#### INSTRUCTION:
Identify every line in the saved data entries that contains the word "background" and copy each of those lines. Case matters.

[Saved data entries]
>> Start

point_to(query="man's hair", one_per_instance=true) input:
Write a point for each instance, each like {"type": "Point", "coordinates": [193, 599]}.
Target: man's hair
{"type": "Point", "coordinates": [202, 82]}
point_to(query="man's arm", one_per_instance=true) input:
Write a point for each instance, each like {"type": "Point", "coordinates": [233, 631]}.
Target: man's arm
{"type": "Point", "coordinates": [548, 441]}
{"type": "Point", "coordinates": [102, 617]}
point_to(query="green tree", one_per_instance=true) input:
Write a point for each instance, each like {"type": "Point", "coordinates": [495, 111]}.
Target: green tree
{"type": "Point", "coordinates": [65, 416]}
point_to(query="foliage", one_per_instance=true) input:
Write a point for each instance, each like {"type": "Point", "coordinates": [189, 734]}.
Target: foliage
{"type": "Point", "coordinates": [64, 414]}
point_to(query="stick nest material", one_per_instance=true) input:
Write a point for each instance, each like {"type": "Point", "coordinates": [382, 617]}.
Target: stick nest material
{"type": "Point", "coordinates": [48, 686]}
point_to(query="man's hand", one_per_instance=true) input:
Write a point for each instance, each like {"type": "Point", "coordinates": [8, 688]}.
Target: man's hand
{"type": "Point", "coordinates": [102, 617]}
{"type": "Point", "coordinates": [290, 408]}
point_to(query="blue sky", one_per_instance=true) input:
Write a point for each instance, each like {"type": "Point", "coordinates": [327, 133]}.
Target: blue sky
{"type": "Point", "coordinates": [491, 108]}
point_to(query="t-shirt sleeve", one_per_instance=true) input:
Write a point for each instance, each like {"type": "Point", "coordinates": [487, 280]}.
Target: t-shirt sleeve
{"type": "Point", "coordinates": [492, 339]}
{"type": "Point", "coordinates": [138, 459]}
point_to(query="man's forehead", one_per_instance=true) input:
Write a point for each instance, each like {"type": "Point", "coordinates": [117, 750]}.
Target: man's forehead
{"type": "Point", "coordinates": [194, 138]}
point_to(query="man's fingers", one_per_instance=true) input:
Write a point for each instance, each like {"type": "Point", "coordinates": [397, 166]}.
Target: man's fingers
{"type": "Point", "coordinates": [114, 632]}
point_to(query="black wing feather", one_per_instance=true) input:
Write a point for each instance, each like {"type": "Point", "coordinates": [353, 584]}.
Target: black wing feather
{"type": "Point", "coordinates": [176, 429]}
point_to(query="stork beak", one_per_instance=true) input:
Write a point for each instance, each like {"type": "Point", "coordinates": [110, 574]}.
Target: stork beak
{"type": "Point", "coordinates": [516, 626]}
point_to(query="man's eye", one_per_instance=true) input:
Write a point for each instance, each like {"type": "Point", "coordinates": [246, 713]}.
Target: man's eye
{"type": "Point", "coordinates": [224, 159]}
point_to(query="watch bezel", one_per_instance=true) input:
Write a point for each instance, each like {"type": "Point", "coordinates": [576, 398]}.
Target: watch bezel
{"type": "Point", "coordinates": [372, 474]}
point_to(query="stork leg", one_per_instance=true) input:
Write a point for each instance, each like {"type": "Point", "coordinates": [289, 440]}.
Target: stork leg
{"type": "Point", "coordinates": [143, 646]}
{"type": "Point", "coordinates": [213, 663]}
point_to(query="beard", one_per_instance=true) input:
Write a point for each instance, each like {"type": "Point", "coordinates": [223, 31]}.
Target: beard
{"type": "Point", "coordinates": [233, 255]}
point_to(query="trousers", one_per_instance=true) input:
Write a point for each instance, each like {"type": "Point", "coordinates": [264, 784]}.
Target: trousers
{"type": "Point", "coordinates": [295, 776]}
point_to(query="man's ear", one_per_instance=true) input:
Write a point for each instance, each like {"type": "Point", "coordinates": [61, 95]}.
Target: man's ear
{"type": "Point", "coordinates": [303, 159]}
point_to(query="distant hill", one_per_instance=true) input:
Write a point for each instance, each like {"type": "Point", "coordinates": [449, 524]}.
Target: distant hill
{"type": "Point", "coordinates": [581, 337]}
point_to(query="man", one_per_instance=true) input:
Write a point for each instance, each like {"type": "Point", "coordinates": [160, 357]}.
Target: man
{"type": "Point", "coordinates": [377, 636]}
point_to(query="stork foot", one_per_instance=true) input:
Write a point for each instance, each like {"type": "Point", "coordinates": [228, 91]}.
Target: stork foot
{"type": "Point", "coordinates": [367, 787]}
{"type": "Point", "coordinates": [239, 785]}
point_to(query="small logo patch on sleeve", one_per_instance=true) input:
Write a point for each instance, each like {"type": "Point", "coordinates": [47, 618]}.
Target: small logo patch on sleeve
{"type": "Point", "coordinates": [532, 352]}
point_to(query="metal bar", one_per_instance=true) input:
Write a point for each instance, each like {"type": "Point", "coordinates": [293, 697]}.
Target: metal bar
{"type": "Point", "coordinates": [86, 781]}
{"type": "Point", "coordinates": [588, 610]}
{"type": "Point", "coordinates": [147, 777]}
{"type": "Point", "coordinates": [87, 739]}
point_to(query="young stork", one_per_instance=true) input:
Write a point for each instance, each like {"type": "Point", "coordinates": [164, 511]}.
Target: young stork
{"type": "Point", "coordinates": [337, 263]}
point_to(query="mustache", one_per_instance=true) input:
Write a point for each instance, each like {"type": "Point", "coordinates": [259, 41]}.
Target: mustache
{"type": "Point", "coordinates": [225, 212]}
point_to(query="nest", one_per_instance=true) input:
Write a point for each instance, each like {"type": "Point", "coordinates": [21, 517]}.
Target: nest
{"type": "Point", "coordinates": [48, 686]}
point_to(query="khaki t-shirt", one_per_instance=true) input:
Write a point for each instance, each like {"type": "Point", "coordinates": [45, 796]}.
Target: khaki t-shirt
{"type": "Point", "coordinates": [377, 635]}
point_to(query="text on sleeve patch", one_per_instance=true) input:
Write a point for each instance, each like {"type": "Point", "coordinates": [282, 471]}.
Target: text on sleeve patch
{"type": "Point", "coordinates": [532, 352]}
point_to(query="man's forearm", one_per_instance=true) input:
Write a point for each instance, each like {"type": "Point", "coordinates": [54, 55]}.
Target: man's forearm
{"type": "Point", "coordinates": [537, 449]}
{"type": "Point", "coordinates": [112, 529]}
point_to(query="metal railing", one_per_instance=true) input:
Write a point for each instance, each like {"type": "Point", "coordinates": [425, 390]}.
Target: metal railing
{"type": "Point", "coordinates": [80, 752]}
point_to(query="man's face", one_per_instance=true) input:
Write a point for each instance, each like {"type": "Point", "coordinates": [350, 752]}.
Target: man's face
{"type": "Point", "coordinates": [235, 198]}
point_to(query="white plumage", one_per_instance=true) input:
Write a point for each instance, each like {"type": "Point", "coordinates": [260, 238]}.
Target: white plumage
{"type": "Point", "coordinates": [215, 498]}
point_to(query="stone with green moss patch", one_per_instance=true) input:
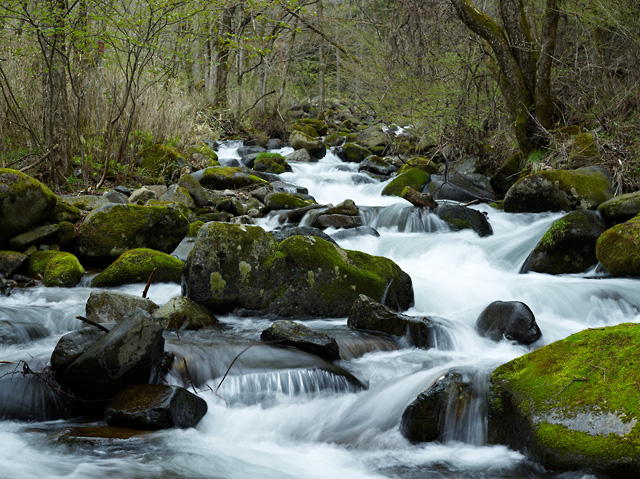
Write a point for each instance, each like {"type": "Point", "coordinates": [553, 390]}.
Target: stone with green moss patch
{"type": "Point", "coordinates": [110, 230]}
{"type": "Point", "coordinates": [559, 190]}
{"type": "Point", "coordinates": [618, 248]}
{"type": "Point", "coordinates": [234, 266]}
{"type": "Point", "coordinates": [414, 177]}
{"type": "Point", "coordinates": [136, 266]}
{"type": "Point", "coordinates": [573, 404]}
{"type": "Point", "coordinates": [24, 202]}
{"type": "Point", "coordinates": [63, 270]}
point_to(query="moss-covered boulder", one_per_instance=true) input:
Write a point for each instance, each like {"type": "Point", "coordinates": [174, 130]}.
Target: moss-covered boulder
{"type": "Point", "coordinates": [569, 246]}
{"type": "Point", "coordinates": [181, 312]}
{"type": "Point", "coordinates": [299, 336]}
{"type": "Point", "coordinates": [285, 201]}
{"type": "Point", "coordinates": [352, 152]}
{"type": "Point", "coordinates": [271, 163]}
{"type": "Point", "coordinates": [63, 270]}
{"type": "Point", "coordinates": [574, 403]}
{"type": "Point", "coordinates": [618, 248]}
{"type": "Point", "coordinates": [136, 266]}
{"type": "Point", "coordinates": [10, 262]}
{"type": "Point", "coordinates": [370, 315]}
{"type": "Point", "coordinates": [110, 230]}
{"type": "Point", "coordinates": [461, 217]}
{"type": "Point", "coordinates": [302, 141]}
{"type": "Point", "coordinates": [621, 208]}
{"type": "Point", "coordinates": [155, 406]}
{"type": "Point", "coordinates": [234, 266]}
{"type": "Point", "coordinates": [24, 202]}
{"type": "Point", "coordinates": [227, 177]}
{"type": "Point", "coordinates": [415, 178]}
{"type": "Point", "coordinates": [161, 160]}
{"type": "Point", "coordinates": [559, 190]}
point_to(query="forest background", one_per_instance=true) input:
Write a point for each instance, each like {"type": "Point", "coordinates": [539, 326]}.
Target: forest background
{"type": "Point", "coordinates": [85, 85]}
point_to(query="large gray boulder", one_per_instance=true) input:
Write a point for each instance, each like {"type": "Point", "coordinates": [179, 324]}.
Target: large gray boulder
{"type": "Point", "coordinates": [234, 266]}
{"type": "Point", "coordinates": [131, 353]}
{"type": "Point", "coordinates": [367, 314]}
{"type": "Point", "coordinates": [299, 336]}
{"type": "Point", "coordinates": [24, 202]}
{"type": "Point", "coordinates": [559, 190]}
{"type": "Point", "coordinates": [110, 230]}
{"type": "Point", "coordinates": [569, 246]}
{"type": "Point", "coordinates": [511, 320]}
{"type": "Point", "coordinates": [155, 406]}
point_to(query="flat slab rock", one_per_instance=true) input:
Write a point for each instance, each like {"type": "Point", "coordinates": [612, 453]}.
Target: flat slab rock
{"type": "Point", "coordinates": [155, 406]}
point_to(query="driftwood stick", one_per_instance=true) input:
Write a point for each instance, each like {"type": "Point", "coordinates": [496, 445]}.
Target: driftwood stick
{"type": "Point", "coordinates": [418, 199]}
{"type": "Point", "coordinates": [92, 323]}
{"type": "Point", "coordinates": [146, 288]}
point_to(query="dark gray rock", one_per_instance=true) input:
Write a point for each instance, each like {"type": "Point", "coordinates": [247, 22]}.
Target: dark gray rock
{"type": "Point", "coordinates": [155, 406]}
{"type": "Point", "coordinates": [512, 320]}
{"type": "Point", "coordinates": [131, 353]}
{"type": "Point", "coordinates": [569, 246]}
{"type": "Point", "coordinates": [370, 315]}
{"type": "Point", "coordinates": [296, 335]}
{"type": "Point", "coordinates": [461, 217]}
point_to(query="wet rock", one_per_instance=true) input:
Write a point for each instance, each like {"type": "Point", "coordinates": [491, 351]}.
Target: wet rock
{"type": "Point", "coordinates": [569, 246]}
{"type": "Point", "coordinates": [445, 401]}
{"type": "Point", "coordinates": [233, 266]}
{"type": "Point", "coordinates": [110, 230]}
{"type": "Point", "coordinates": [73, 345]}
{"type": "Point", "coordinates": [572, 405]}
{"type": "Point", "coordinates": [181, 312]}
{"type": "Point", "coordinates": [461, 187]}
{"type": "Point", "coordinates": [296, 335]}
{"type": "Point", "coordinates": [370, 315]}
{"type": "Point", "coordinates": [559, 190]}
{"type": "Point", "coordinates": [617, 248]}
{"type": "Point", "coordinates": [155, 406]}
{"type": "Point", "coordinates": [621, 208]}
{"type": "Point", "coordinates": [512, 320]}
{"type": "Point", "coordinates": [112, 307]}
{"type": "Point", "coordinates": [461, 217]}
{"type": "Point", "coordinates": [10, 262]}
{"type": "Point", "coordinates": [130, 353]}
{"type": "Point", "coordinates": [414, 177]}
{"type": "Point", "coordinates": [24, 203]}
{"type": "Point", "coordinates": [63, 271]}
{"type": "Point", "coordinates": [136, 266]}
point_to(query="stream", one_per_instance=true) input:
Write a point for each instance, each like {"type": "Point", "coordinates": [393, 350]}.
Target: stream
{"type": "Point", "coordinates": [282, 413]}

>> End

#### FINAL RESULT:
point_to(query="forest background", one_per_instance=true) input:
Target: forest background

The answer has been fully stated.